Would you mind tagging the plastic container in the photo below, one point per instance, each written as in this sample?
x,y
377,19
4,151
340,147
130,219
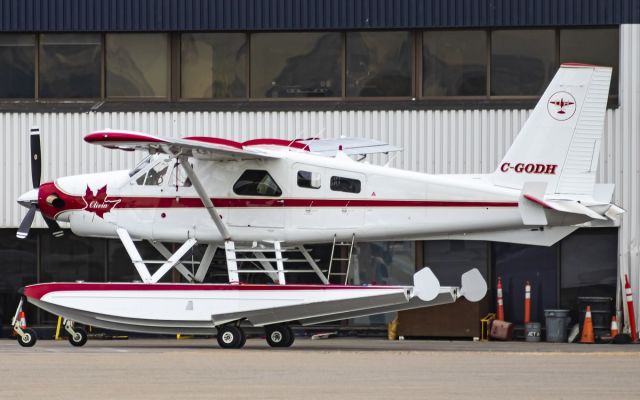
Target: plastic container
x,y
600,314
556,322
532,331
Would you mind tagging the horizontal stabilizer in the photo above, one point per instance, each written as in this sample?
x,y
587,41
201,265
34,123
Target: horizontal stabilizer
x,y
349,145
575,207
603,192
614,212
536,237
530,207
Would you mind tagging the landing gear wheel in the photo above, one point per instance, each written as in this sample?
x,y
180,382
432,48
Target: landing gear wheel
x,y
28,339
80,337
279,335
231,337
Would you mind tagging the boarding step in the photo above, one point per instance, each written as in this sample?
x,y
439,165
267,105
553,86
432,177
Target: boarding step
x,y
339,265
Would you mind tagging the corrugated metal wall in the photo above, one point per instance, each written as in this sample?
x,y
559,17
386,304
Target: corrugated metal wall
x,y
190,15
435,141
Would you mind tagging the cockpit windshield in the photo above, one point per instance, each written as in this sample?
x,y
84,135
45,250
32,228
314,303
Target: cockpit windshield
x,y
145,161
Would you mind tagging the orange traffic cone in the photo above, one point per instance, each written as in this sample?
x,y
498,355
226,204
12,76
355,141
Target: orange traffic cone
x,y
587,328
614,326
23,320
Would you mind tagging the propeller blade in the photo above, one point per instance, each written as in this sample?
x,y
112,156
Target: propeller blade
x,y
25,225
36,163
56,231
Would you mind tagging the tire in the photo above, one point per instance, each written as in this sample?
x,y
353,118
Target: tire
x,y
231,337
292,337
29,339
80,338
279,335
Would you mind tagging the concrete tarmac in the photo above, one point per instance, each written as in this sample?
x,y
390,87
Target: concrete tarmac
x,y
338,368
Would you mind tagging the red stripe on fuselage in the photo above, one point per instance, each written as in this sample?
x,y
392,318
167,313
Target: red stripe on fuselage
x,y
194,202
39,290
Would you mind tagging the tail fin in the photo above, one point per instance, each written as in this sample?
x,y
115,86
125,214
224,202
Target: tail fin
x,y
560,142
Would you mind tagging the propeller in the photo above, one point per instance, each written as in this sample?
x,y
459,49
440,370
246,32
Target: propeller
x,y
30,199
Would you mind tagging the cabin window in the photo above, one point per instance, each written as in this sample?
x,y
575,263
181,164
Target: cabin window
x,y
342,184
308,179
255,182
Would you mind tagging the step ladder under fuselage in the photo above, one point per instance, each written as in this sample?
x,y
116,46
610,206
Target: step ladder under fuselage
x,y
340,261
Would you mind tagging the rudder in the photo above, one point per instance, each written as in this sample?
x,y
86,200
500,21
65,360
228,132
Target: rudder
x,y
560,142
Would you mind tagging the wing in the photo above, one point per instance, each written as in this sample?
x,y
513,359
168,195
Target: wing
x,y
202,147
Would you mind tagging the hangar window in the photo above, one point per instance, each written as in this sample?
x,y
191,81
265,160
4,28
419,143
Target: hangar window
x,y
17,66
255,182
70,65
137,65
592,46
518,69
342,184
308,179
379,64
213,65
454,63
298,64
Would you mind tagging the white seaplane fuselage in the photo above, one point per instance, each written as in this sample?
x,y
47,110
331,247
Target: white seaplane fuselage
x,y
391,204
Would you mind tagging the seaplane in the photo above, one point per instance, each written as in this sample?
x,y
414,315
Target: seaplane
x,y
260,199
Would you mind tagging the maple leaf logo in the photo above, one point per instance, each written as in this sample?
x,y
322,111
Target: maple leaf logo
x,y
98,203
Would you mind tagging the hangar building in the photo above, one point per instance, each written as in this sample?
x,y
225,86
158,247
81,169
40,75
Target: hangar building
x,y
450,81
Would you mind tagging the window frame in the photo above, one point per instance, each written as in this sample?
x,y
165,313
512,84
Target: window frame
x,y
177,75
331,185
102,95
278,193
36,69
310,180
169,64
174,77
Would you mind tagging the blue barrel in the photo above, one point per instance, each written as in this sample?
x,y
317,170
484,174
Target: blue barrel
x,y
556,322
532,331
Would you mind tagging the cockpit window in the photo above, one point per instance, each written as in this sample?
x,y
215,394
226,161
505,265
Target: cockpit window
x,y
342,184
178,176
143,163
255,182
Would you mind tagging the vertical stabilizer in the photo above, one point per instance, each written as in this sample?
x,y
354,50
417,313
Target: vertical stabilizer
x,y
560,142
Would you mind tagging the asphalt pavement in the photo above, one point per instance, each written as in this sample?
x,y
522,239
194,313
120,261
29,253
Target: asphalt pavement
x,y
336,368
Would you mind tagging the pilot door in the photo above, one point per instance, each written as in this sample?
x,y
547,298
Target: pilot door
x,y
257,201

•••

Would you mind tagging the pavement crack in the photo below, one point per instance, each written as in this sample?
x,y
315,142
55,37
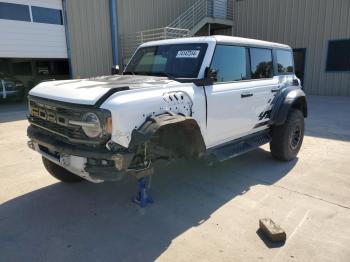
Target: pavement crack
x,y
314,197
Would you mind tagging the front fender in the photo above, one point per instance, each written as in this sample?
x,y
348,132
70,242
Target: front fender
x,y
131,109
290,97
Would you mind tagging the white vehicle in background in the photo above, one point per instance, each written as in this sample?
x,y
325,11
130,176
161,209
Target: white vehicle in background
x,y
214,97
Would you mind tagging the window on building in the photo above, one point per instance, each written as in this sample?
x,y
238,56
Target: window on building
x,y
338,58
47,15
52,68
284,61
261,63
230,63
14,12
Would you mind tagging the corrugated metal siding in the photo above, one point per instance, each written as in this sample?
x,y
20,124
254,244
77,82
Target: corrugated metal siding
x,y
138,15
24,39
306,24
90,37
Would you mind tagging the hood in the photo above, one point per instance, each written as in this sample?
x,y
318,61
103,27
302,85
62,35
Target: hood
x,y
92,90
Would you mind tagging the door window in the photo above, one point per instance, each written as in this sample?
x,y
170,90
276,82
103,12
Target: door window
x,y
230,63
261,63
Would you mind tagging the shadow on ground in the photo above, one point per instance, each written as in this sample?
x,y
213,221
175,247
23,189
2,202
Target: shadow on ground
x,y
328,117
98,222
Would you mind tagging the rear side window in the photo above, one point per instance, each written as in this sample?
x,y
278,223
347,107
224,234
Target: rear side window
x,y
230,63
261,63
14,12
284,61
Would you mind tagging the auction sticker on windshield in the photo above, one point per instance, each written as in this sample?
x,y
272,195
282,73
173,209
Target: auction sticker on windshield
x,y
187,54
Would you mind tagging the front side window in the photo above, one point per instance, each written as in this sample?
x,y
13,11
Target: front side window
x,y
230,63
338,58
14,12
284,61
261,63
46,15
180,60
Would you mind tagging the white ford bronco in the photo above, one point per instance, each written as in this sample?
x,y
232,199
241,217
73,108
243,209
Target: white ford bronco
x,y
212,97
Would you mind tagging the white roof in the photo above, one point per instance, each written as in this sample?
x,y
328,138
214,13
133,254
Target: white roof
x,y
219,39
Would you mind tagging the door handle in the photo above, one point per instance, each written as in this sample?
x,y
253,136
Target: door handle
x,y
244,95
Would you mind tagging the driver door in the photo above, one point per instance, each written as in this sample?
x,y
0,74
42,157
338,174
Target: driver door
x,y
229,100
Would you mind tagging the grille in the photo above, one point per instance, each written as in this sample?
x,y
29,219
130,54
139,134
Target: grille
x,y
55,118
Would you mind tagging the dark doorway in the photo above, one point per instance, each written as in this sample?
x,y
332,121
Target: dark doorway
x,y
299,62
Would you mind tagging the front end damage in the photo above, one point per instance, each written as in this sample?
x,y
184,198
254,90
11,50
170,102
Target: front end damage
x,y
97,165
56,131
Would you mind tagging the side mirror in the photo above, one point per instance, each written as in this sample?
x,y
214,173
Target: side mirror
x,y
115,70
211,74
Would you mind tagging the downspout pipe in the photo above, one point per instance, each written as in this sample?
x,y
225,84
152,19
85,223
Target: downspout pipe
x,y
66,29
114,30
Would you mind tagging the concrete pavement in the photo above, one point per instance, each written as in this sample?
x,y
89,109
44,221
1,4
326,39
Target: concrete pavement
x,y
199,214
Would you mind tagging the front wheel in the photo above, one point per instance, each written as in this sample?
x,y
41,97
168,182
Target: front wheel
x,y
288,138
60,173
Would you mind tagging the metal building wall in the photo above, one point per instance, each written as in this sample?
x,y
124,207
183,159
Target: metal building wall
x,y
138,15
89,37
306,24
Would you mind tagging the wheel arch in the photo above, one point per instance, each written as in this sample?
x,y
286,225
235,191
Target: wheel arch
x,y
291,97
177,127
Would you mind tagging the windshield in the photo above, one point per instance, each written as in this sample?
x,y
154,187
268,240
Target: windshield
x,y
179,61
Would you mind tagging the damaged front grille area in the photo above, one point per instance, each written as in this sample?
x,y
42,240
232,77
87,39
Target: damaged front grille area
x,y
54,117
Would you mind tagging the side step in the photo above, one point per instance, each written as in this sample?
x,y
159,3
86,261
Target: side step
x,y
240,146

•••

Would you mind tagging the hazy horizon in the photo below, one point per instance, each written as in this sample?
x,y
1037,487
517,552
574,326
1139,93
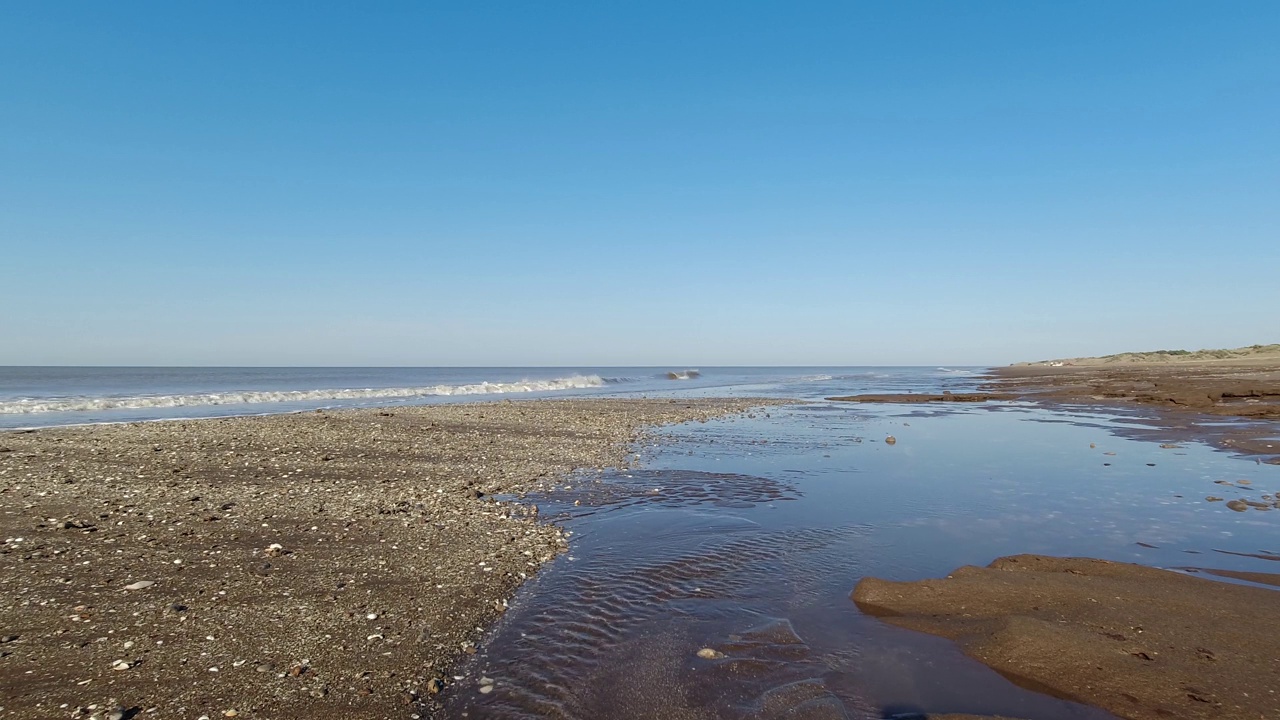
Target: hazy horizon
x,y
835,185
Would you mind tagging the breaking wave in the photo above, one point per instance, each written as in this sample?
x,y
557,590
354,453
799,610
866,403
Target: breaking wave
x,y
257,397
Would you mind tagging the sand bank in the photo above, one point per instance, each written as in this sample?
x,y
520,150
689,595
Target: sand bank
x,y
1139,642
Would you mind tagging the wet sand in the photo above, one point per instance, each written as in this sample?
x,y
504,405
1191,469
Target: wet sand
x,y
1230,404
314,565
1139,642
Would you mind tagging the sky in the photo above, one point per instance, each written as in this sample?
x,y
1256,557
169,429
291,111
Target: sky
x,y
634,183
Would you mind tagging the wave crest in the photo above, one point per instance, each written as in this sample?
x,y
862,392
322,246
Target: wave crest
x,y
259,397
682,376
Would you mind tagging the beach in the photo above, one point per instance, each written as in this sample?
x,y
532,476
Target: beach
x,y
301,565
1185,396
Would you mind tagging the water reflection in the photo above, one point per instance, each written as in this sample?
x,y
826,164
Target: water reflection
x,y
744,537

•••

◆ ASSIGNED TASK:
Looking at the data above, report how many of its lines include the word "below". The number alone is the answer.

◆ RESULT:
3